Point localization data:
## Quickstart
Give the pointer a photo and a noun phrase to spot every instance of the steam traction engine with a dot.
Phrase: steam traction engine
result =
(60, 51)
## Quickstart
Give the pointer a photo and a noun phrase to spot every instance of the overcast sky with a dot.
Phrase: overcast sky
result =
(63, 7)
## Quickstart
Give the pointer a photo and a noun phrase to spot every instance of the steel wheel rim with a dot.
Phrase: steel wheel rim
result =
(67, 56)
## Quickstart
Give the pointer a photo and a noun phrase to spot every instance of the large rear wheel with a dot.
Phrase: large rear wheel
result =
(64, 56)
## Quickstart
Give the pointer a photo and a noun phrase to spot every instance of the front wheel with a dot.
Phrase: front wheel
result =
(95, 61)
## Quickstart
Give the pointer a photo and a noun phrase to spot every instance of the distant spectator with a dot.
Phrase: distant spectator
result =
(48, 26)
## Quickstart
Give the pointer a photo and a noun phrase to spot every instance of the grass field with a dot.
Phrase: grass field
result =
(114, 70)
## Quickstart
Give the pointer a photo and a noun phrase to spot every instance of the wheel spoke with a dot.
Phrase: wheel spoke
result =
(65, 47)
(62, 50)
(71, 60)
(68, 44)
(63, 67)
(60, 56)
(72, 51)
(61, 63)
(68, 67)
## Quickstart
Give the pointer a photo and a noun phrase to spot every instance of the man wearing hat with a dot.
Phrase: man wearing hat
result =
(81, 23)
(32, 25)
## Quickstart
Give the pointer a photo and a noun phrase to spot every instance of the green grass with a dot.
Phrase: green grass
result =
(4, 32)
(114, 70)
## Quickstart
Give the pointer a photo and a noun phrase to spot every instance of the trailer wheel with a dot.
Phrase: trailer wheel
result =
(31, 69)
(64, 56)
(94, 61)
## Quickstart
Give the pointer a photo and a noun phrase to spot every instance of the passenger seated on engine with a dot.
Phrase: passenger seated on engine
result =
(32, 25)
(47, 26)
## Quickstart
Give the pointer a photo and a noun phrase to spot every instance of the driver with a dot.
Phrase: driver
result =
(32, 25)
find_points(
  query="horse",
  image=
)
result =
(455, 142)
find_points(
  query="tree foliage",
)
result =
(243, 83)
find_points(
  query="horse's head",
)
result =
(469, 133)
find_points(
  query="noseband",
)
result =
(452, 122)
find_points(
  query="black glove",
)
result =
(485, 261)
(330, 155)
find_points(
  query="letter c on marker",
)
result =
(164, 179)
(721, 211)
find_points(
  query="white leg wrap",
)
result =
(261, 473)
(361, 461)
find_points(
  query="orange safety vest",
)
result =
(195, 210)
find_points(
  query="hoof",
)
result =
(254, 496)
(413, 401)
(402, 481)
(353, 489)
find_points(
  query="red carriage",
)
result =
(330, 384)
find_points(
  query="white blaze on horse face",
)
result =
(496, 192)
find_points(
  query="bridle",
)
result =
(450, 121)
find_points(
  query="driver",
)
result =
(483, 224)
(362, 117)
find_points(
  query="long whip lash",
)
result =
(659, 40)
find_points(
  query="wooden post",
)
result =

▶ _EXERCISE_
Only the number is wanted: how many lines in the entries above contain the string "front"?

▶ _RESPONSE_
2